*THE TASK*
Please output all the entries word for word, without the pictures.

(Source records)
::::
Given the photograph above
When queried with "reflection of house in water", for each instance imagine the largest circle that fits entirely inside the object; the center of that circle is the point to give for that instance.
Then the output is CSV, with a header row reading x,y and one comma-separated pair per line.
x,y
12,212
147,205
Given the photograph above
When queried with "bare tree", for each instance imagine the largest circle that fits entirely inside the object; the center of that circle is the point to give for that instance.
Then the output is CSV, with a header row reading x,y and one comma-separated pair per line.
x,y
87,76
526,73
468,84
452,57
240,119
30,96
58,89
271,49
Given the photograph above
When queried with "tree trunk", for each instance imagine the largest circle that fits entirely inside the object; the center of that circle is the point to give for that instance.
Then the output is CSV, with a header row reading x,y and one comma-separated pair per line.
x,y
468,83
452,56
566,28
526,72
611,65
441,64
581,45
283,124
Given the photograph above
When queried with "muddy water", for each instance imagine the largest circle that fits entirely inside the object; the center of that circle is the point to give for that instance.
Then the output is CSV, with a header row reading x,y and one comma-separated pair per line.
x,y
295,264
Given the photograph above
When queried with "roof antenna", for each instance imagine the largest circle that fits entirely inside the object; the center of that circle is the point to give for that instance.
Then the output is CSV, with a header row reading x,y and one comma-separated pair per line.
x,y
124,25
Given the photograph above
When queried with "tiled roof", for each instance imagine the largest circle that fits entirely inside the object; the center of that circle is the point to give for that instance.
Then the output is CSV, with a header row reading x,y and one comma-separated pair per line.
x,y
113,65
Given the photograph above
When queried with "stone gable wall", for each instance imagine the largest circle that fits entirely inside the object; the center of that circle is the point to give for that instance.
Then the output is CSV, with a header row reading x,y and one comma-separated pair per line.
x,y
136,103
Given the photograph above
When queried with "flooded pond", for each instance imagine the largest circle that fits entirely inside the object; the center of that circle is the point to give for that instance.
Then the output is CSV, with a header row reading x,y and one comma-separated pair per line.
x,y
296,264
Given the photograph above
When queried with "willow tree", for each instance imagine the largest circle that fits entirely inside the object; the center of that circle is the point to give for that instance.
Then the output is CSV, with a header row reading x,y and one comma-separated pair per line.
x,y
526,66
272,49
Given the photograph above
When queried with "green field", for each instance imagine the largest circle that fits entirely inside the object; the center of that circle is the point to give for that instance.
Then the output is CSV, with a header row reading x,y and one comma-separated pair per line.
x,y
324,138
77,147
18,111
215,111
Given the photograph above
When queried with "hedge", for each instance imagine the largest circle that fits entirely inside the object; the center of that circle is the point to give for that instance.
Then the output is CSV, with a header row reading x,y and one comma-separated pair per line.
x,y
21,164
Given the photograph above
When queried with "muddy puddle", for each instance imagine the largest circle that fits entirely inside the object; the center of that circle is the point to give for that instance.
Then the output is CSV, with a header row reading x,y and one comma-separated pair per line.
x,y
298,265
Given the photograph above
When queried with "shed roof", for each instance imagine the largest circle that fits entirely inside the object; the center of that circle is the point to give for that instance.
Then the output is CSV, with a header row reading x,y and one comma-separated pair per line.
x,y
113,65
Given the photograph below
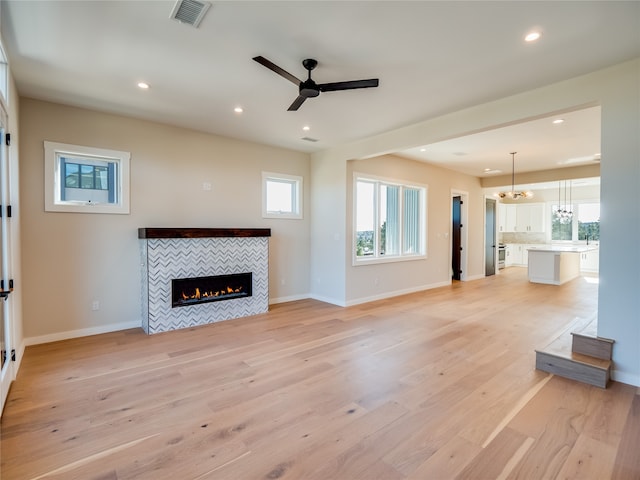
::::
*SOLUTION*
Given the photograph above
When queried with "reflection of house in water", for each instance imagine the largest circle that fits entirely inside the object; the center of that circle is the point to give for that instance.
Then the output is CSV, with a header row reading x,y and one comma-separated pair per line.
x,y
12,212
147,205
Given the photograph above
When queried with "bare tree", for each instance imagine the largest circle that fits entirely inside the object; the center of that circle is the point to give for that instance.
Then the output is CSV, with a header row reading x,y and one comma-separated pair per line.
x,y
87,76
526,73
468,84
452,57
240,119
30,96
58,89
271,49
Given the photograph above
When queried with "tree trunk", for each instance imagine the largest circle that fits entirely inside the object; the center of that circle is the point to give for that instance.
Then the output is CSV, with a header row reading x,y and one comma-separated pair per line.
x,y
468,83
452,56
566,28
526,72
611,65
441,64
581,45
283,124
Given the photograph above
When queried with "muddy water", for each instance imagine the largest circle that fits entirely inside the object; the center of that circle is the point to give for that instance.
Then the output is CSV, with a header row reading x,y and one comma-separated pair per line.
x,y
295,264
Given the photograph above
When queried with "roof antenna", for each instance imagine the largest circle that fits entirely inside the object; the center of that circle is the point to give for that instance.
Then the output is CSV, with a header row reading x,y and one comma-separated pair per line.
x,y
124,25
Given the photograph above
When queried with "tiled roof", for each instance imagine the largest circle that fits entirely inside the object; the center of that circle is the point to give for that instance.
Then the output is CSV, with a header row reading x,y and one comma-separated pair per line.
x,y
113,65
Given the photograph above
When queried with "stone gable wall", for each instance imagine the largest circle that fits entirely inside the object; the center of that circle is the point to give for that instance.
Then the output is CSV, with a header row reading x,y and one comma-separated pair per line.
x,y
136,103
Given the photograph above
When queried with "flooded pond", for each instance imagine the largest circle that fits entirely inside the object; the center of that circle is the point to give for that instance.
Then the output is CSV, with a header row reading x,y and one comma-separated pair per line.
x,y
296,264
Given the photograph above
When queried with "willow tree", for each instance imagine the largest circle that fits entirely inside the object; the center of that circle is the point to give for that instance.
Then the output is CSV, with a header row reading x,y and one comma-separated pair per line.
x,y
526,66
272,49
Given the photograph above
When queried with "green field", for each instance imagine the largest circle that fits entirely inside the object; the center of that circle is the point to give for that instance.
Then the output is CSV, with a header row reading x,y and one comma-separated pair per line.
x,y
324,138
77,147
18,111
215,111
Given the photograph above
When queried with "hedge", for each instance imagine the largest circle that fits entirely inside the object; the center of that circle is the point to give for that instance.
Then the output is CSV, with a header row reading x,y and one comma-separated pair per line.
x,y
21,164
Given the photograph above
When queried with "muddy puddle", for each instance imagine the largest circle that fits entirely inside the object; the center of that circle is the point to give for that instance.
Then the output is CSV, with a header row reading x,y and one comma-separated pair per line.
x,y
298,265
Given the photograph above
When queried with "shed roof", for each instance imagine the largest circle that fits entirely inside the object; the center of that circle is the point to give for that instance.
Then the output is CSV, with a header row reading x,y and one comma-separated pair per line.
x,y
113,65
Given the photograph below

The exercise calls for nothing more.